_How to complete this task_: Copy the passage from the article about vocational subjects at Lymm High school verbatim, everything from "Today it offers" down to "A-levels with Btecs.".

_Page excerpt_:
+--
The time is ripe to tuck in to vocational subjects, writes Martin Whittaker
Parents of students at Lymm High school will soon dine out on their children's achievements. The school recently opened Chapters, a new training restaurant. Three days a week staff can tuck into a gourmet meal created by Year 12 catering students. Next year it opens to the public and the students will run it as a going concern.
As the new specialised diplomas loom, Lymm is dishing up a menu of vocational options - unusual in such an academically successful school.
Last year 94 per cent of pupils gained five or more top-grade GCSEs (67 per cent if you include English and maths). It is also mixing work-related subjects such as hospitality, travel and tourism, and health studies with languages qualifications, and offering work experience placements in France, Spain and Germany.
It aims to offer students as broad a choice of academic and vocational options at key stages 4 and 5 as the timetable will allow, says head teacher Roger Lounds.
"I was conscious that GCSE wasn't for everybody," he said. "If you're sympathetic to what your children need, you start to look beyond the parallel lines of GCSE to include in their choices things that are a bit different. It's made us a better school."
Lymm, in Cheshire, is a large voluntary controlled school and specialist language college with 1,964 pupils. Ofsted declared it outstanding in November 2005. Six years ago it began offering vocational subjects to encourage the less academic to stay on.
Today it offers a mixed economy of academic and vocational - 40 per cent of students take at least one vocational subject at levels 2 and 3. Lymm has also bid to run some of the first new diplomas in partnership with Warrington college from 2008.
Selling vocational subjects to parents was challenging, admits Mr Lounds.
Another hurdle was timetabling, especially the larger blocks of time needed for practical subjects. The school allows students to mix and match GCSEs and A-levels with Btecs.
+--
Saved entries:
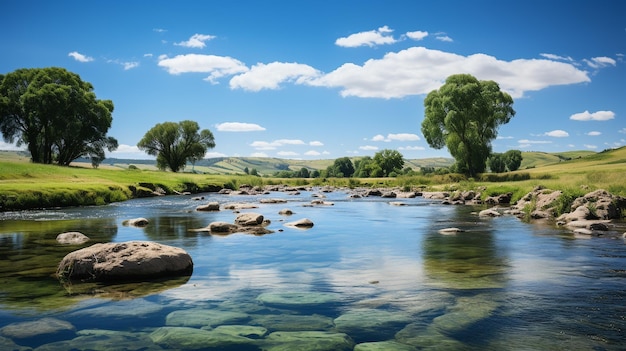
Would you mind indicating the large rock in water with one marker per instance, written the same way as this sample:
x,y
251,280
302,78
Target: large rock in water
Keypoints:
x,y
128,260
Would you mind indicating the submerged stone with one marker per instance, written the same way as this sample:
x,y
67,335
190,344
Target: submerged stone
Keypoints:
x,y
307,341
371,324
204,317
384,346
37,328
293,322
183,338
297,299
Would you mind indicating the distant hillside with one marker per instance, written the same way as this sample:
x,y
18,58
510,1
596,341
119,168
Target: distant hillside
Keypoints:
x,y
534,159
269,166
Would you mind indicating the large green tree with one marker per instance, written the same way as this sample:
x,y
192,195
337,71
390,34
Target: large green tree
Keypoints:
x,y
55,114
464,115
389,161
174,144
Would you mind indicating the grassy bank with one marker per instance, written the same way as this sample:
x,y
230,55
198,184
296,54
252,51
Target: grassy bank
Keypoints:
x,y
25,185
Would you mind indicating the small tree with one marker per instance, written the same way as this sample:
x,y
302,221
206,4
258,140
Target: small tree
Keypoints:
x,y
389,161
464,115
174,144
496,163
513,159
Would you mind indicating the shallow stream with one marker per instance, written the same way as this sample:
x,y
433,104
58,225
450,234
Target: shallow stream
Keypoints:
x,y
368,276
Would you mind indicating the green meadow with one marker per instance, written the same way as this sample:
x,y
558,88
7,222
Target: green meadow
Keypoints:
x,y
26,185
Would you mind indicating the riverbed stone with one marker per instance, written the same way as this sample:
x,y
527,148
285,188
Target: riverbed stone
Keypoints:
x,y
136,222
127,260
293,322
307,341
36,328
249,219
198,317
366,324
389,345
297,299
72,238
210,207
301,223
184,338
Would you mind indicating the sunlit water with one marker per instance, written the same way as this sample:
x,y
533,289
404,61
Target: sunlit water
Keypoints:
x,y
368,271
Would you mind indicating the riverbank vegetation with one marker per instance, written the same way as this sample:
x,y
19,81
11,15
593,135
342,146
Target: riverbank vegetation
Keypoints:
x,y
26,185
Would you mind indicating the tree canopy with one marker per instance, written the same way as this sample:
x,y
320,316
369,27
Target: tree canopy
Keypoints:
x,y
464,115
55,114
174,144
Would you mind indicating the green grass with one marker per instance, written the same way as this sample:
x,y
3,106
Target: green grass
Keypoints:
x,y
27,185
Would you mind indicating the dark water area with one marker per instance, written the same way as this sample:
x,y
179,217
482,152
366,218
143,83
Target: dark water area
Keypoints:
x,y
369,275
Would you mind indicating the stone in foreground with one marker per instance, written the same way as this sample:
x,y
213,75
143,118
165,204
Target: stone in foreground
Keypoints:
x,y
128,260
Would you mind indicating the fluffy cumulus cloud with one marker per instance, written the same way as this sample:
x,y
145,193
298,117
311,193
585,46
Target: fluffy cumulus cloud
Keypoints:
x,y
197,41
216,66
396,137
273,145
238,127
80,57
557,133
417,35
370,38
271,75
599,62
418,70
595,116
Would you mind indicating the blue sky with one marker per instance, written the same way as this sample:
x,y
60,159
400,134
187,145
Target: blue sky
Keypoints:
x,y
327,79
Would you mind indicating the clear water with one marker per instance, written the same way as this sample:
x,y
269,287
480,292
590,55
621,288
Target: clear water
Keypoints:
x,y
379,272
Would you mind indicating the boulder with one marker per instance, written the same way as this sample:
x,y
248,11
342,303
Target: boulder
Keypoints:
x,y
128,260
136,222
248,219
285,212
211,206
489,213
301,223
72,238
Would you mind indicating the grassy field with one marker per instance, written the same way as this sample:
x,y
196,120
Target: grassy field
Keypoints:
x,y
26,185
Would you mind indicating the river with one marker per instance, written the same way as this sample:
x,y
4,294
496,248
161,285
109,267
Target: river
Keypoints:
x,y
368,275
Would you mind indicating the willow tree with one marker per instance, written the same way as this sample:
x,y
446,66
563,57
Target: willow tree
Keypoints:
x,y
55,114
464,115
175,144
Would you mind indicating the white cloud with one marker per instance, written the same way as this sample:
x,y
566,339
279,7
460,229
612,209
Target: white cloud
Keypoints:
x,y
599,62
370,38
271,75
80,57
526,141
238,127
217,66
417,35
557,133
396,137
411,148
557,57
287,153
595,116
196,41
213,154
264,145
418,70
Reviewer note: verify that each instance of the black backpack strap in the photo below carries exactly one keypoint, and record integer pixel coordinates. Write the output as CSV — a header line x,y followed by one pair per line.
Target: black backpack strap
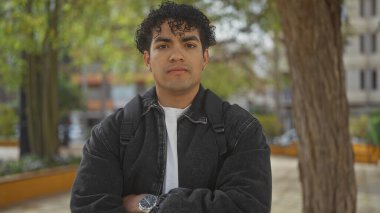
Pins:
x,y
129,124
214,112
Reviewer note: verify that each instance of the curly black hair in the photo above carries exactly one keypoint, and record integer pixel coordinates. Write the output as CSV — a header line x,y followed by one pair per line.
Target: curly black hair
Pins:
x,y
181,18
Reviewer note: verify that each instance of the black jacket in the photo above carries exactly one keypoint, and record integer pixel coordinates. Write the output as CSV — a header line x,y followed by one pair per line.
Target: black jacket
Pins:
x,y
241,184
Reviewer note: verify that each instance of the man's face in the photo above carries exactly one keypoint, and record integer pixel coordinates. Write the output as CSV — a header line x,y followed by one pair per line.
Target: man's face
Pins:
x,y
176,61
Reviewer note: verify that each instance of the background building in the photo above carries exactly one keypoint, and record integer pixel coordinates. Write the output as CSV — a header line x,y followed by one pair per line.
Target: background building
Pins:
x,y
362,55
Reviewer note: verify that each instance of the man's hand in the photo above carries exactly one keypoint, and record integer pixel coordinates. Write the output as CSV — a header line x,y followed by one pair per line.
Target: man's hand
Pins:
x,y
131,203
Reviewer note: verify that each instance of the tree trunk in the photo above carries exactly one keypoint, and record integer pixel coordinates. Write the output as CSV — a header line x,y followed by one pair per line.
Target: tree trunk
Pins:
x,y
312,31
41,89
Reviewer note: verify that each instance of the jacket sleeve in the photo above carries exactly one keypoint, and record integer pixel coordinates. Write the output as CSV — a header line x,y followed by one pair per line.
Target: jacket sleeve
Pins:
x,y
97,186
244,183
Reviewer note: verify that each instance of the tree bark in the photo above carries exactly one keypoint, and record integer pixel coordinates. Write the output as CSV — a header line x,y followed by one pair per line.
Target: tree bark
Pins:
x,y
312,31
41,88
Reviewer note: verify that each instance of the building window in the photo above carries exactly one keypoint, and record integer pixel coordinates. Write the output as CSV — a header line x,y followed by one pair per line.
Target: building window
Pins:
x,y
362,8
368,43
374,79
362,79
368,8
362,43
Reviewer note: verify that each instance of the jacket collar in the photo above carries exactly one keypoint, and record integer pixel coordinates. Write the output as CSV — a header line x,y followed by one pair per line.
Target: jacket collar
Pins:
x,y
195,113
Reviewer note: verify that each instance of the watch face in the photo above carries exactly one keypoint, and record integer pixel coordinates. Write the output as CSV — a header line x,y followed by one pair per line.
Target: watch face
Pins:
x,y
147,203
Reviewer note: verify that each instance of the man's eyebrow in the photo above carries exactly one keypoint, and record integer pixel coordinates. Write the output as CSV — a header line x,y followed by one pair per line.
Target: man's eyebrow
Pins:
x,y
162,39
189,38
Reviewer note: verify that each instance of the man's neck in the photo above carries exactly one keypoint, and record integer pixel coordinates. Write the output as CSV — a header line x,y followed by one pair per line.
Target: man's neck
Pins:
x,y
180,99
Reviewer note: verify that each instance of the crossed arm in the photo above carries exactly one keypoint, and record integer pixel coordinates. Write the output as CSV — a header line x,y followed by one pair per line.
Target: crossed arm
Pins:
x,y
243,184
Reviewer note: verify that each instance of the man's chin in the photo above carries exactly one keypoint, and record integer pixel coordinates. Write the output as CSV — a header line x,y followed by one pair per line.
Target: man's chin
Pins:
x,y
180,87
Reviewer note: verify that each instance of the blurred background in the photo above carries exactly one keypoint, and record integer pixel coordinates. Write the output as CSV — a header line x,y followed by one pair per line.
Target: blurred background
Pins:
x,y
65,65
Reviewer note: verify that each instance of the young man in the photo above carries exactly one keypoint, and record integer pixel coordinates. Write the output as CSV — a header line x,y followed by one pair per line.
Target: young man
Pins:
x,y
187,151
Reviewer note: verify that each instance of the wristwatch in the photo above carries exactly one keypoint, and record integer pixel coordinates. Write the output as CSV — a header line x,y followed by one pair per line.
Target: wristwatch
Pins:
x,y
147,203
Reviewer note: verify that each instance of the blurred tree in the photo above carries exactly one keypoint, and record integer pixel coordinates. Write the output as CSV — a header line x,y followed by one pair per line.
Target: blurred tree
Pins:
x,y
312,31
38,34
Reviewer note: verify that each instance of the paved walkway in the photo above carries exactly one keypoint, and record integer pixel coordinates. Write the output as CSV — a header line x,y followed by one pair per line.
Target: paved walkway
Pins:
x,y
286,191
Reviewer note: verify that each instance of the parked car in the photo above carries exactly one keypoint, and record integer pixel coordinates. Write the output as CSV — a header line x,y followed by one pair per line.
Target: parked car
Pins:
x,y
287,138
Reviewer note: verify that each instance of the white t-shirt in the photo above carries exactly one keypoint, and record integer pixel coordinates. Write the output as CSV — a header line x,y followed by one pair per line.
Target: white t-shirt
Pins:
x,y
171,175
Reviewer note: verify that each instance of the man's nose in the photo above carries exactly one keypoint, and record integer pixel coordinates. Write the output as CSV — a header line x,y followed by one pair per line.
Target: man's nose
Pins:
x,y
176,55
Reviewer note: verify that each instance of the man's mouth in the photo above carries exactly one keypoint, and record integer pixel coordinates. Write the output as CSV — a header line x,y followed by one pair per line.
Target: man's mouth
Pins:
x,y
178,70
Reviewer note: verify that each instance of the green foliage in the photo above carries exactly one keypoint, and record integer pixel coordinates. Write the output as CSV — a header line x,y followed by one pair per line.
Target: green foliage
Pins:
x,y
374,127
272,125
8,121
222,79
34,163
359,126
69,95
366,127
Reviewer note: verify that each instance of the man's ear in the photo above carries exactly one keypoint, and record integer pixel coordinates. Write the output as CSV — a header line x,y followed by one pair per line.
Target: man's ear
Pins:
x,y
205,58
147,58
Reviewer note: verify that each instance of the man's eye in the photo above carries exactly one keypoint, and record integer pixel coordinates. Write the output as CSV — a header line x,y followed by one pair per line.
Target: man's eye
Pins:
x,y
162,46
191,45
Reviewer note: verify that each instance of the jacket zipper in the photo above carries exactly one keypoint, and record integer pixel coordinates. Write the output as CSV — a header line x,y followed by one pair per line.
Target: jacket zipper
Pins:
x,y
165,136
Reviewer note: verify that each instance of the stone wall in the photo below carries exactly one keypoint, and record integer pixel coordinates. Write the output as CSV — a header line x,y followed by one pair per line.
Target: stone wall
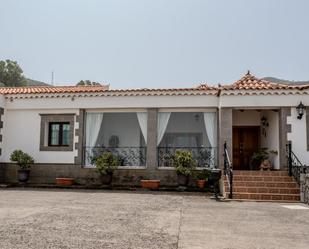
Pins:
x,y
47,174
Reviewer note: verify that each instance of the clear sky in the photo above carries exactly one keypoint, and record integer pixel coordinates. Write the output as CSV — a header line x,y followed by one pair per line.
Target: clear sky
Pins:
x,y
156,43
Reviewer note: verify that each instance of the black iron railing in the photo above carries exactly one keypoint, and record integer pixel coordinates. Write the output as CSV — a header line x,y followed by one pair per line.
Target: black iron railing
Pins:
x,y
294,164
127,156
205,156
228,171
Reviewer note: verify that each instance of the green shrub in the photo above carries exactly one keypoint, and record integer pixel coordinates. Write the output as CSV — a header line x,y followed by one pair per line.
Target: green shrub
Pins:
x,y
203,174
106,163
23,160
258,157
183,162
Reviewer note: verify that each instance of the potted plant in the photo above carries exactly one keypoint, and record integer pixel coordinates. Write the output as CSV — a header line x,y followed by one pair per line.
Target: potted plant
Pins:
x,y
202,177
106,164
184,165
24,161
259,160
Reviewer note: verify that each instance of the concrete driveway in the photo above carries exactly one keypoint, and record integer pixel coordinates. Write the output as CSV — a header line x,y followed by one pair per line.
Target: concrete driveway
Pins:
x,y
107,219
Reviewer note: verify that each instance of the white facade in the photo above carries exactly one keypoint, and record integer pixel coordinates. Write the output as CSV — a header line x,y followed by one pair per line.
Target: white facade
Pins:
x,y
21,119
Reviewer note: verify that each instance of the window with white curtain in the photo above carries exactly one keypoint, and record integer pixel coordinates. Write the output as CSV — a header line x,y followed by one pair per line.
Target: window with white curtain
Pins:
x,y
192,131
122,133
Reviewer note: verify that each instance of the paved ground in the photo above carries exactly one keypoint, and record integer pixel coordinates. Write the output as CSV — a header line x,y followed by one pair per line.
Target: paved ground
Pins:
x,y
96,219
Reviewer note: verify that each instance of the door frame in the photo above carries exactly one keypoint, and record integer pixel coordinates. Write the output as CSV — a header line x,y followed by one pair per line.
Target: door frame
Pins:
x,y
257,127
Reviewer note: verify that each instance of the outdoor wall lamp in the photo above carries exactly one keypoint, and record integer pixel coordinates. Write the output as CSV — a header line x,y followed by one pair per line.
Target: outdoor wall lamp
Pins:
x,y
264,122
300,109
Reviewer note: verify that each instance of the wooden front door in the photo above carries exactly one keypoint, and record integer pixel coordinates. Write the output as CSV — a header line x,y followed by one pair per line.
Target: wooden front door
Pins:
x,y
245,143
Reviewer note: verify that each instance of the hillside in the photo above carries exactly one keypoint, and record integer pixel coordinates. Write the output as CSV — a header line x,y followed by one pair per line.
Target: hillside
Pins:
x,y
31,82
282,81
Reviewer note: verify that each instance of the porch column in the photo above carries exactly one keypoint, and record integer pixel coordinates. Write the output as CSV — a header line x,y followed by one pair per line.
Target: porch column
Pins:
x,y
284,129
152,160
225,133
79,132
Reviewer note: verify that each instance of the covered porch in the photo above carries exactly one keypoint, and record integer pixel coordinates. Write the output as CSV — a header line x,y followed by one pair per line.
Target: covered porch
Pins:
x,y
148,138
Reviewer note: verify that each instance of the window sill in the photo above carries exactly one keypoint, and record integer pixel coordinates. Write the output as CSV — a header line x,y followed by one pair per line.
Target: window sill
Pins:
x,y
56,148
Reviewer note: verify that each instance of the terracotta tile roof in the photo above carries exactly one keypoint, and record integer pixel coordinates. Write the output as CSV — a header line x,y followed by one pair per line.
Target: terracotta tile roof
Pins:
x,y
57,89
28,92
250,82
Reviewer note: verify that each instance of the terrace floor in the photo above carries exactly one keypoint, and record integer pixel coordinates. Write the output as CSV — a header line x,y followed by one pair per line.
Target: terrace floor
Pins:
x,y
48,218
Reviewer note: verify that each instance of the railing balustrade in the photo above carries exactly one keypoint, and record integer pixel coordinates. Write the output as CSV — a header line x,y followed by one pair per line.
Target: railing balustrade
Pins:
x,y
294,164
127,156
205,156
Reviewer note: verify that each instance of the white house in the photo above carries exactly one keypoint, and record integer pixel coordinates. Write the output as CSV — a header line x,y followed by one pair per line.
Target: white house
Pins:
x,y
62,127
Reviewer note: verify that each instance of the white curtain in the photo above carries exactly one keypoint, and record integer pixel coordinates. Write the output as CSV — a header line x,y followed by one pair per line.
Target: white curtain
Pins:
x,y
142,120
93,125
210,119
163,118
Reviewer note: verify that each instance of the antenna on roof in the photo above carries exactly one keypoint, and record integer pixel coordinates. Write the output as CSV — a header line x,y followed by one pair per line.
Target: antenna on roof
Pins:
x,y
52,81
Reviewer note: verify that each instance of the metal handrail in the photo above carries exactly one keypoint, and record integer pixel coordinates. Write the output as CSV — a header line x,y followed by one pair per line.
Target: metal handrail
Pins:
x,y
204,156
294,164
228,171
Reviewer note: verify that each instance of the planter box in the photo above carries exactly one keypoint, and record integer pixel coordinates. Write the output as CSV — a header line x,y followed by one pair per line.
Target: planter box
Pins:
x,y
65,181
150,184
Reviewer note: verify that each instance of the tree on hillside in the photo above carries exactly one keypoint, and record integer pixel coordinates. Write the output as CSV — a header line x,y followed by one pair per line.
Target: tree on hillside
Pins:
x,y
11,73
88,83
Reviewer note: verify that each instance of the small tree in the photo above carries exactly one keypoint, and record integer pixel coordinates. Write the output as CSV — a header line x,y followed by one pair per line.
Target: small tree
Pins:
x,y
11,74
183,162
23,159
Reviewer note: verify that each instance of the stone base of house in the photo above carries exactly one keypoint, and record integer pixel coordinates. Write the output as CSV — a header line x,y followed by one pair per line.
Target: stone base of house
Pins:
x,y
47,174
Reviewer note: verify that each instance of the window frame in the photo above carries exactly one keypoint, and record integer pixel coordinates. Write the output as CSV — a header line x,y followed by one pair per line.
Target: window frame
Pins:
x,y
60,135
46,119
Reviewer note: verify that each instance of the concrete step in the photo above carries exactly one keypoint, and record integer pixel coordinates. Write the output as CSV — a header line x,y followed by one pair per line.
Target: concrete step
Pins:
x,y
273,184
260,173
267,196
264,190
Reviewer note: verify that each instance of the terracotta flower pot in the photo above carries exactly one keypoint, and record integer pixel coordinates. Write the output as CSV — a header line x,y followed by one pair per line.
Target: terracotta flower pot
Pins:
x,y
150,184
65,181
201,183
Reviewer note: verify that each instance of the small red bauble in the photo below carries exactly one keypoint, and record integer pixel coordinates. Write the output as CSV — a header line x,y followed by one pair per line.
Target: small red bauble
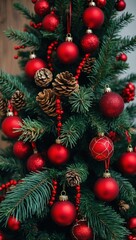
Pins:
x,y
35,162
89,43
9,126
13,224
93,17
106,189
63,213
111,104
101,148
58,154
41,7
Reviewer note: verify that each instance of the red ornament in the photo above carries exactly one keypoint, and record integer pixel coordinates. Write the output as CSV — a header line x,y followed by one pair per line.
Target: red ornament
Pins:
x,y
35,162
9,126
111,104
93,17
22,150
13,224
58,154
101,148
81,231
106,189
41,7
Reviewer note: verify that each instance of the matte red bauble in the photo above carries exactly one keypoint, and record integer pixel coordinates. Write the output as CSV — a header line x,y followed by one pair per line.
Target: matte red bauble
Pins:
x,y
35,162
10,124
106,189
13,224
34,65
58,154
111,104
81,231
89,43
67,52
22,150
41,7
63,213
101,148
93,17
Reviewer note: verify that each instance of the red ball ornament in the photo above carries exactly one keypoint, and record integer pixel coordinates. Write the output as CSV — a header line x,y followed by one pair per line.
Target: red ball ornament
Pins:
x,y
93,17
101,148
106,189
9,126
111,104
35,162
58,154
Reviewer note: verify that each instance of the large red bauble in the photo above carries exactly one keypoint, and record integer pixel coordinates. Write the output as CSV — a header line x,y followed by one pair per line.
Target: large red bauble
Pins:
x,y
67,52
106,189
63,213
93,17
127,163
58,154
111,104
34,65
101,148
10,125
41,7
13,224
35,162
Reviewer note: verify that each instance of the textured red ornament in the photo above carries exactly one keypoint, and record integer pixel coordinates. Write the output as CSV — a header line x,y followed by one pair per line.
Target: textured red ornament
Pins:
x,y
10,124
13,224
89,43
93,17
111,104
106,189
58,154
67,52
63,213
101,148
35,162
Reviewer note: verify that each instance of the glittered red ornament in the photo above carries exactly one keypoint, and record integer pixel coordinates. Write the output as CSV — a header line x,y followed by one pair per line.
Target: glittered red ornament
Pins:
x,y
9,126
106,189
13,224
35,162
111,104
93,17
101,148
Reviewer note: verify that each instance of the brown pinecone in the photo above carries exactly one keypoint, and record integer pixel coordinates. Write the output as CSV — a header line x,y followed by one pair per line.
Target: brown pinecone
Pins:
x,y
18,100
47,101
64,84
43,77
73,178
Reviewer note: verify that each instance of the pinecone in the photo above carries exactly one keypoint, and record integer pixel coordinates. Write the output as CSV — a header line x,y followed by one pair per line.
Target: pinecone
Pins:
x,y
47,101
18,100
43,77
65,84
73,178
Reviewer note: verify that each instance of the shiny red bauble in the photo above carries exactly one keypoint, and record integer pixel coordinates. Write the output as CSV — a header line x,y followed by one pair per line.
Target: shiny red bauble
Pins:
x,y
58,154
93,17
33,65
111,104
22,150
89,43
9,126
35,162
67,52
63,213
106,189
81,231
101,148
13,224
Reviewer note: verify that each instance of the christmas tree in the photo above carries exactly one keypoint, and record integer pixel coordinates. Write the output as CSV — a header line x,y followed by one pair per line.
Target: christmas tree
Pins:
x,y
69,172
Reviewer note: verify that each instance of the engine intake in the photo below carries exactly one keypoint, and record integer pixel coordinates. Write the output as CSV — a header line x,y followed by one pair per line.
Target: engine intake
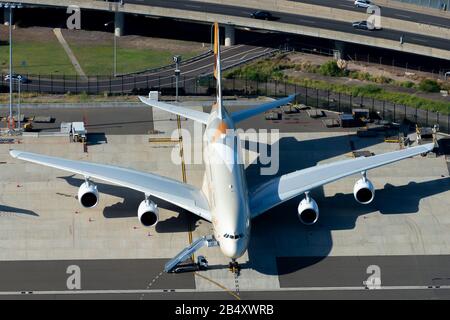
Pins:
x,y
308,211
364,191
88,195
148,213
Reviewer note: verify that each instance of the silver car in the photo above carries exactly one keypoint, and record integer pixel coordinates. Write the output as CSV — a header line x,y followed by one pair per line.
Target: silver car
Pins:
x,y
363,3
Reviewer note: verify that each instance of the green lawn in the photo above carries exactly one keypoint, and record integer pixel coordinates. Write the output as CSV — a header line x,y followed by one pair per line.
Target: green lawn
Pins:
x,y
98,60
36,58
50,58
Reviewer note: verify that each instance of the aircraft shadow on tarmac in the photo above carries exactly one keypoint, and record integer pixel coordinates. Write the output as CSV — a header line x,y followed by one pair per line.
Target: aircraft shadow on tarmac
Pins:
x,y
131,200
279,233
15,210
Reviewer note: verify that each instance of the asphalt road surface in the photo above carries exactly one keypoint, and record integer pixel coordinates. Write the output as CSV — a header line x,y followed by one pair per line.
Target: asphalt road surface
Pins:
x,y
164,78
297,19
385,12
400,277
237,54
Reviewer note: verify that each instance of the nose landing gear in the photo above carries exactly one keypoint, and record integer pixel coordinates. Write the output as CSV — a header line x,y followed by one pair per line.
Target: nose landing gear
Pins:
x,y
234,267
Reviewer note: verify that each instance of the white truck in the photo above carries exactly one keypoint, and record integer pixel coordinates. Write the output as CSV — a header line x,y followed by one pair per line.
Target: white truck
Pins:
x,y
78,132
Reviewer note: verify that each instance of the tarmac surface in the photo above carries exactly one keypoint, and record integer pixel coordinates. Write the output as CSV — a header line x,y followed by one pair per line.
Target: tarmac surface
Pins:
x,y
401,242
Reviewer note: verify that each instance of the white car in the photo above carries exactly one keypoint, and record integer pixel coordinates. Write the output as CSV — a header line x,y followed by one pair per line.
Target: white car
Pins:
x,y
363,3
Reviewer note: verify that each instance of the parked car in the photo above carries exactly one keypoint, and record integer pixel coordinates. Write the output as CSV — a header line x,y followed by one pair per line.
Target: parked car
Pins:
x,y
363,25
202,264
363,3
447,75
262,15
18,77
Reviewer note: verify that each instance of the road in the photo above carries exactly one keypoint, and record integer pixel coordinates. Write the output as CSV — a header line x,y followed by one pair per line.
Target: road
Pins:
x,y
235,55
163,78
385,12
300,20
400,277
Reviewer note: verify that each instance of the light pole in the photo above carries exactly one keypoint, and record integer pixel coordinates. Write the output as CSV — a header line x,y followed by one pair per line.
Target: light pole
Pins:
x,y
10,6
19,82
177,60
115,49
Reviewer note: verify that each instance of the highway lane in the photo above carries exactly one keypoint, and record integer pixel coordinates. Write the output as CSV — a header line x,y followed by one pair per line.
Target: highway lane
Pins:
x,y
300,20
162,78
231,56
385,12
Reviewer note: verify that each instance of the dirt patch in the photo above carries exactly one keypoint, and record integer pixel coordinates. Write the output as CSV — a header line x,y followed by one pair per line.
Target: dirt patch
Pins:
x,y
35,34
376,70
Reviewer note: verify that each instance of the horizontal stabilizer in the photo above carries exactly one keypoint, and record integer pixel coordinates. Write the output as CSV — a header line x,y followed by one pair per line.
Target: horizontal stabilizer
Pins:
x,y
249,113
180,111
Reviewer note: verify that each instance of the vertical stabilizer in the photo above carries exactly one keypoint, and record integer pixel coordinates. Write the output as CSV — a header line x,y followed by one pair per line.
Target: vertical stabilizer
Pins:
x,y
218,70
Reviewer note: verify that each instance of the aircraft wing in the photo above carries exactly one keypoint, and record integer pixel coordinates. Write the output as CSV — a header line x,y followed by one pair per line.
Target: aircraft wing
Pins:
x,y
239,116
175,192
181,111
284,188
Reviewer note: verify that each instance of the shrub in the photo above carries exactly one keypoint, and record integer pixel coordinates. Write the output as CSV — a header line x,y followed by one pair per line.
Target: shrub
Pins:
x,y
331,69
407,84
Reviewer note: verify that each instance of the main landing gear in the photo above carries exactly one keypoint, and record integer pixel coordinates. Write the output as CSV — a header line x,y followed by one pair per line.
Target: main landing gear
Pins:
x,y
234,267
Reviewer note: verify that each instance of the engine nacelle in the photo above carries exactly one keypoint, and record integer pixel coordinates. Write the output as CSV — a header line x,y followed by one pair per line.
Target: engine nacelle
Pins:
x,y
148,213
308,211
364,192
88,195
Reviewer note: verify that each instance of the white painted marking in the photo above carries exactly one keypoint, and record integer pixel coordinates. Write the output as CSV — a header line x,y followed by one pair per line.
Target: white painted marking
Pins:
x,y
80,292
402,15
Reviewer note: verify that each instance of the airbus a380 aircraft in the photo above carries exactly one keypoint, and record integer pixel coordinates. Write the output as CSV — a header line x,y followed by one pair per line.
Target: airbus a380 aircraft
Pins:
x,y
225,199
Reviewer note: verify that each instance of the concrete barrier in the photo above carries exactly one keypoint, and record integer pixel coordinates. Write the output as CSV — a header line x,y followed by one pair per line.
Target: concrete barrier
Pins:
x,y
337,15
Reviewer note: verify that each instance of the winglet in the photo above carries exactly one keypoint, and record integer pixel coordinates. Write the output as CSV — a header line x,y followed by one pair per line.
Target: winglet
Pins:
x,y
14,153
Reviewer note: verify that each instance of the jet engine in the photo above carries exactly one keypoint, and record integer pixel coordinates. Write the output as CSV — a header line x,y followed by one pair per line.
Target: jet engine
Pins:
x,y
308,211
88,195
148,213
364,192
+--
_Completed task_:
Today it offers a mixed economy of academic and vocational - 40 per cent of students take at least one vocational subject at levels 2 and 3. Lymm has also bid to run some of the first new diplomas in partnership with Warrington college from 2008.
Selling vocational subjects to parents was challenging, admits Mr Lounds.
Another hurdle was timetabling, especially the larger blocks of time needed for practical subjects. The school allows students to mix and match GCSEs and A-levels with Btecs.